Material:
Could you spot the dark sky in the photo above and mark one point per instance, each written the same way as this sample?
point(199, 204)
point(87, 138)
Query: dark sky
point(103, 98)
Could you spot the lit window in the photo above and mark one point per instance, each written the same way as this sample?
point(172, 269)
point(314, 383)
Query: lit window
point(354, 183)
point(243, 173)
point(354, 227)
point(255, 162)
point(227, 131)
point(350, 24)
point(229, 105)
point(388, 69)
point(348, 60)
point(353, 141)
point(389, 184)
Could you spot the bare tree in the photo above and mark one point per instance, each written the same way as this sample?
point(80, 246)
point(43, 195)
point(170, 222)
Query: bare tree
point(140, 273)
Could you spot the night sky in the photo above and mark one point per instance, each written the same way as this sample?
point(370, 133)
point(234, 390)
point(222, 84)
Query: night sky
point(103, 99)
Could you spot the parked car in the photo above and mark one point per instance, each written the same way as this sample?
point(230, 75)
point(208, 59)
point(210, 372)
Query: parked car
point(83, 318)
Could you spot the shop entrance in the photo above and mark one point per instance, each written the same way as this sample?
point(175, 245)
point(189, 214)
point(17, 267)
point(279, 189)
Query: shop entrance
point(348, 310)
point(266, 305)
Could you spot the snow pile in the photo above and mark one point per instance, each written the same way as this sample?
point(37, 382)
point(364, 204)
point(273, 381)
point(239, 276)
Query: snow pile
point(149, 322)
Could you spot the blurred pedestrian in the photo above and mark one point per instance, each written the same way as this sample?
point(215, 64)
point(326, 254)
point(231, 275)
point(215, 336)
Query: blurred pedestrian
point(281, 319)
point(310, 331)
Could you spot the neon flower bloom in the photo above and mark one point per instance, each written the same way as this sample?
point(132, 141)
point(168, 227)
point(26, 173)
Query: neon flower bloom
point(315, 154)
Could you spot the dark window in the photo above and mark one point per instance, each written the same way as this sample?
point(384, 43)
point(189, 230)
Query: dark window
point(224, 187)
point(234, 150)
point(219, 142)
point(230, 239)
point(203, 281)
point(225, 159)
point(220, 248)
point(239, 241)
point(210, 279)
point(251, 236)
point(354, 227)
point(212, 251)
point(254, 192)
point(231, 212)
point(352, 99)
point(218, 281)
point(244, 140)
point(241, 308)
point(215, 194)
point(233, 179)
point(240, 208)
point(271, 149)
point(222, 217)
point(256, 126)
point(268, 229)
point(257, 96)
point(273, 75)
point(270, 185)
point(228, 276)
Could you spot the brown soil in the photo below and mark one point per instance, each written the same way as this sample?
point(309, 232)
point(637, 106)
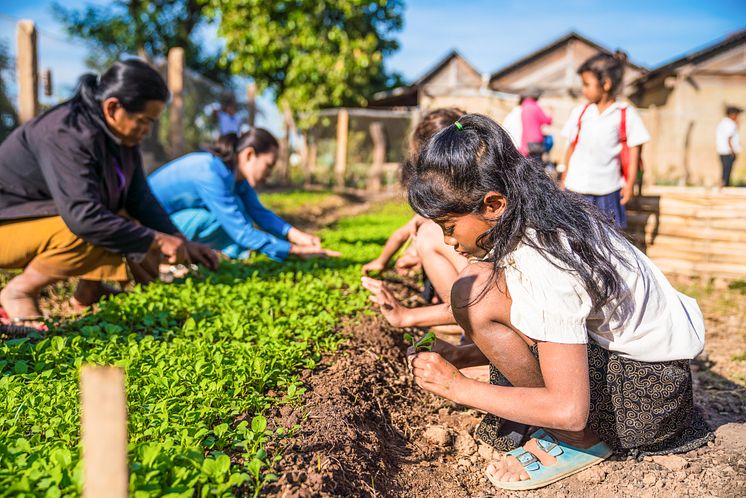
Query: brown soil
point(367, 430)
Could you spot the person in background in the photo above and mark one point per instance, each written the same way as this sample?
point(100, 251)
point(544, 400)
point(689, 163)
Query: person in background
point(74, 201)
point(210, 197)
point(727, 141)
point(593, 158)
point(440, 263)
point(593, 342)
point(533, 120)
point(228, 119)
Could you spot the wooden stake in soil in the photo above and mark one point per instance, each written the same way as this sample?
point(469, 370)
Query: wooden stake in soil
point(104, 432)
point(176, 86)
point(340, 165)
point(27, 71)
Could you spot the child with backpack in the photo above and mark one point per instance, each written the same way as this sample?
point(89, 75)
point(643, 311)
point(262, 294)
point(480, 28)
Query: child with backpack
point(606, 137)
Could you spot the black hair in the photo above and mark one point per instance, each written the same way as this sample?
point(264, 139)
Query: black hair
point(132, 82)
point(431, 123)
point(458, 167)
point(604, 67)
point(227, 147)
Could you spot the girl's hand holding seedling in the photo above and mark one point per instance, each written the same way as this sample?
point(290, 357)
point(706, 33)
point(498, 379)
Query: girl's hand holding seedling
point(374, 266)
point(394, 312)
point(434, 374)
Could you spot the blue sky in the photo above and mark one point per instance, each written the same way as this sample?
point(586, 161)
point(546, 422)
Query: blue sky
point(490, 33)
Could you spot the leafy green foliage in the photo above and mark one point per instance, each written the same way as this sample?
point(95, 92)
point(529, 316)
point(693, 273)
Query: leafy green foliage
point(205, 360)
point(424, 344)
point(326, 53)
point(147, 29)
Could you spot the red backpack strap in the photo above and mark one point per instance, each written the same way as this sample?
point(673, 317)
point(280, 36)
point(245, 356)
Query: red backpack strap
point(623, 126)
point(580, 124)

Short exercise:
Swap "Query" for "Label" everywhere in the data above and write it all out again with nothing else changed. Leave out the pictures.

Exercise output:
Could you spot the dark sky in the photo above and mark one point per instance, each written the same way as this sample?
point(199, 204)
point(87, 138)
Label: dark sky
point(103, 98)
Could you spot the lit window in the photo above and mark one point per instance, each written the same way as this sample?
point(172, 269)
point(314, 383)
Label: lit window
point(354, 183)
point(243, 173)
point(354, 227)
point(255, 162)
point(227, 131)
point(350, 24)
point(229, 105)
point(388, 69)
point(348, 60)
point(353, 141)
point(389, 184)
Could you spot the bare tree in the photo above and mark one point per instance, each written the same way as this sample?
point(80, 246)
point(43, 195)
point(170, 222)
Label: bare tree
point(140, 273)
Could you spot the night sky in the photo above and mark one point per instance, each written the same way as this sample?
point(370, 133)
point(234, 390)
point(222, 84)
Label: night sky
point(103, 99)
Could you spot the parked car in the photo above and mark one point per instance, each written the same way as this sample?
point(230, 75)
point(208, 59)
point(210, 372)
Label: parked car
point(83, 318)
Could you spot the shop entrance in the photo above and mark one point per instance, each written the same way as this sample?
point(175, 245)
point(189, 214)
point(17, 267)
point(279, 189)
Label: shop entrance
point(348, 310)
point(266, 305)
Could you spot the snow pile in the photo above and mark one point per instance, each written the same way as this sample?
point(37, 382)
point(364, 204)
point(273, 381)
point(239, 276)
Label: snow pile
point(149, 322)
Could you spot the blurred pedestrian in the photo above and mark one point per instance, each written the same way as this sample?
point(215, 64)
point(326, 254)
point(231, 275)
point(215, 336)
Label: blurred pedestrian
point(281, 319)
point(310, 331)
Could you spot the neon flower bloom in the photo above and mark one point per instance, each written the same way as this sample?
point(132, 141)
point(168, 227)
point(26, 173)
Label: neon flower bloom
point(315, 154)
Could you spot the dark window in the photo above and mark one point per instance, each written the same way as this sample?
point(384, 43)
point(189, 230)
Label: dark window
point(224, 187)
point(234, 150)
point(219, 142)
point(230, 239)
point(203, 281)
point(225, 159)
point(220, 248)
point(239, 241)
point(210, 279)
point(251, 236)
point(354, 227)
point(212, 251)
point(254, 192)
point(231, 212)
point(352, 99)
point(218, 281)
point(244, 140)
point(241, 308)
point(215, 194)
point(233, 179)
point(240, 208)
point(271, 149)
point(222, 217)
point(256, 126)
point(268, 229)
point(257, 96)
point(273, 75)
point(270, 185)
point(228, 276)
Could you spot the brown soil in the photo below and mark one point per instance, each written the same way as this sample?
point(309, 232)
point(637, 106)
Label: brown soil
point(367, 430)
Could you spot the person in background in the photo above and mark one point per instance, each written the same way as this sample?
point(100, 251)
point(544, 400)
point(689, 163)
Label: person in background
point(74, 201)
point(210, 197)
point(727, 141)
point(593, 158)
point(440, 263)
point(593, 342)
point(533, 120)
point(228, 119)
Could you spot the wooden stake in soil in the photo above and mark one point per instance, each written the same way as this sample?
point(469, 370)
Label: wooden stake in soil
point(104, 432)
point(176, 86)
point(340, 165)
point(27, 71)
Could you spot the child with backpack in the photo above and mark one point per instance, each written the same way as this sample?
point(89, 75)
point(643, 311)
point(262, 294)
point(480, 28)
Label: child with backpack
point(606, 137)
Could you spot the black hair in the photo above and mark one point per instance, each written the same way as this sample?
point(264, 139)
Label: black hair
point(132, 82)
point(431, 123)
point(458, 167)
point(604, 67)
point(227, 147)
Could you spot the girl's hand holding seedling in the photo above and mark one point per instance, each written the same way as this sample?
point(290, 357)
point(706, 33)
point(498, 379)
Label: girl's hand holding seedling
point(374, 266)
point(394, 312)
point(434, 374)
Could you spot the blue sky in the photo above and mark one point per instance, each written the same way as this sample?
point(586, 161)
point(546, 422)
Label: blue sky
point(490, 33)
Could you spot the leafy green foliage in the photo above and mark one point per instance, each written the same way as this sample?
point(95, 92)
point(529, 316)
point(693, 273)
Label: leafy green foliage
point(205, 360)
point(424, 344)
point(326, 53)
point(147, 29)
Could you spot the red backpack strap in the photo above and mark one point per instance, each written the same way as this sample?
point(673, 317)
point(280, 36)
point(245, 356)
Label: red backpack strap
point(623, 126)
point(580, 124)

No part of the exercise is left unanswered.